Direction 1: In the rows below, print the lines starting at the line containing "ridge with a point." and continuing through the last row, with both ends included, reproducing each line exactly.

Selected extract:
►

The Energy Ministry said that the need to ensure reliable electricity supply justified new rules promoting the state-owned electricity company and suspending production at a number of privately owned suppliers. The move prompted protests from the EU and Canada at the weekend that President Andres Manuel Lopez Obrador was “threatening foreign investment in the energy sector.” 

The steps include guaranteeing income for the state electric-power provider and boosting consumption of oil stockpiles.

Private energy suppliers say that the measures will shore up state-owned oil interests at the expense of renewables and hamper attempts to transition to a greener economy.

Transnational corporations have previously complained that Mr Obrador, who has already cancelled planned bidding on private oil exploration and forced private firms to renegotiate gas pipeline contracts, is reneging on contracts agreed by his right-wing predecessor Enrique Pena Nieto.

Duncan Wood of the US think tank the Wilson Centre’s Mexico Institute said that the latest rules were “very worrying.”

“This comes at the end of a series of signals that have been sent by this administration over the last 18 months that they do not welcome private investment in the energy sector and that they don’t really care what international investors think,” he said.

The Mexican Federation of Industrial Chambers called it “a violation of the rule of law … giving extra-legal powers to the federal electricity commission.”

But energy consultancy Gadex partner Eduardo Prud’homme said that, while there was “certainly an ideological element” to the measures, “the operating problems [that they address] are real.”

◄

Pointing dataset rows:
►

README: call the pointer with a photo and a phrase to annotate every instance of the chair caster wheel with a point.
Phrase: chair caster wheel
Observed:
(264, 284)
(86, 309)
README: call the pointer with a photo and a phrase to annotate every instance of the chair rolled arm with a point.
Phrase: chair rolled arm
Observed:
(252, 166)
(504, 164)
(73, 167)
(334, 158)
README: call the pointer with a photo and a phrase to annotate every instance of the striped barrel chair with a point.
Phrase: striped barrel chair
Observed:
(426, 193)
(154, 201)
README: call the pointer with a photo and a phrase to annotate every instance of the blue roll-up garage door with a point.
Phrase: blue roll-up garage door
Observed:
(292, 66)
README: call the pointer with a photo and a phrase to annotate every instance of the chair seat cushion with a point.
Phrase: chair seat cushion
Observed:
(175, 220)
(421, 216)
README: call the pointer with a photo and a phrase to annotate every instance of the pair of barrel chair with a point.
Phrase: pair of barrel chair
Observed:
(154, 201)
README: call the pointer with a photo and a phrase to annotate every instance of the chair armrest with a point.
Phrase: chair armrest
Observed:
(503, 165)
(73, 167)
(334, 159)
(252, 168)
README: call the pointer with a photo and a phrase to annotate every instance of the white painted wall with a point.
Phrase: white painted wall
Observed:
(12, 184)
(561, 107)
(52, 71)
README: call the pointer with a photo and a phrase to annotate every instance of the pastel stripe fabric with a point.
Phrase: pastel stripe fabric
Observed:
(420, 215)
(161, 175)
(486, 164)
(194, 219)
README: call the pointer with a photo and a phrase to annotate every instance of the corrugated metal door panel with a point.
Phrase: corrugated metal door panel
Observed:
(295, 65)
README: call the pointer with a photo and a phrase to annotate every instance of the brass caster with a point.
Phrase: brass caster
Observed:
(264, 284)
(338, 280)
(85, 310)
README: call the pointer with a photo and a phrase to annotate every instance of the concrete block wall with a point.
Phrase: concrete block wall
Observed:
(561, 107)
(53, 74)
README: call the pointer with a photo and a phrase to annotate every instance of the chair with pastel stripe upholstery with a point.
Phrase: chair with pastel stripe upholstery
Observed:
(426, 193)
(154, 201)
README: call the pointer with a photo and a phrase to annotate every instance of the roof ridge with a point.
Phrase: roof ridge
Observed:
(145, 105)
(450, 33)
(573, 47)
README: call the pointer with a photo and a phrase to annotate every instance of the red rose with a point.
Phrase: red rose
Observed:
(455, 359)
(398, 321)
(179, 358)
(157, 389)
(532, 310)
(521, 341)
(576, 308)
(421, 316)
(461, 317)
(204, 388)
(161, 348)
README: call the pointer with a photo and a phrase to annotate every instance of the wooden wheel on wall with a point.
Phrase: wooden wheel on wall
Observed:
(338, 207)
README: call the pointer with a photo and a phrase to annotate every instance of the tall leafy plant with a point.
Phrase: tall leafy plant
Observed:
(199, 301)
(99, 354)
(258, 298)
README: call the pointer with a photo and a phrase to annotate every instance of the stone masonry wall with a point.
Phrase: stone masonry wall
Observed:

◄

Direction 2: From the passage above on Mexico's energy rules, output the part that opens with the words "Private energy suppliers say" and closes with "a greener economy.", copied word for word.

Answer 1:
README: call the pointer with a photo and a phrase to annotate every instance of the roof ridge with a point.
Phrase: roof ridge
Observed:
(145, 105)
(450, 33)
(573, 47)
README: call the pointer with a photo and a phrase to annotate every instance of the red rose with a point.
Phrase: red rose
Observed:
(455, 359)
(398, 321)
(179, 358)
(157, 389)
(532, 310)
(521, 341)
(576, 308)
(421, 316)
(461, 317)
(204, 388)
(161, 348)
README: call the pointer with a photo and a phrase to annotate every instance of the wooden wheel on wall with a point.
Phrase: wooden wheel on wall
Observed:
(338, 207)
README: call the pointer with a photo and a phrase to annotate every instance of the tall leafy plant with a point.
Phrase: tall leafy plant
Observed:
(199, 301)
(99, 354)
(258, 298)
README: call the pointer with a photo and a phrase to annotate every instance of the stone masonry wall with a point.
Phrase: stone masonry wall
Observed:

Answer 2:
Private energy suppliers say that the measures will shore up state-owned oil interests at the expense of renewables and hamper attempts to transition to a greener economy.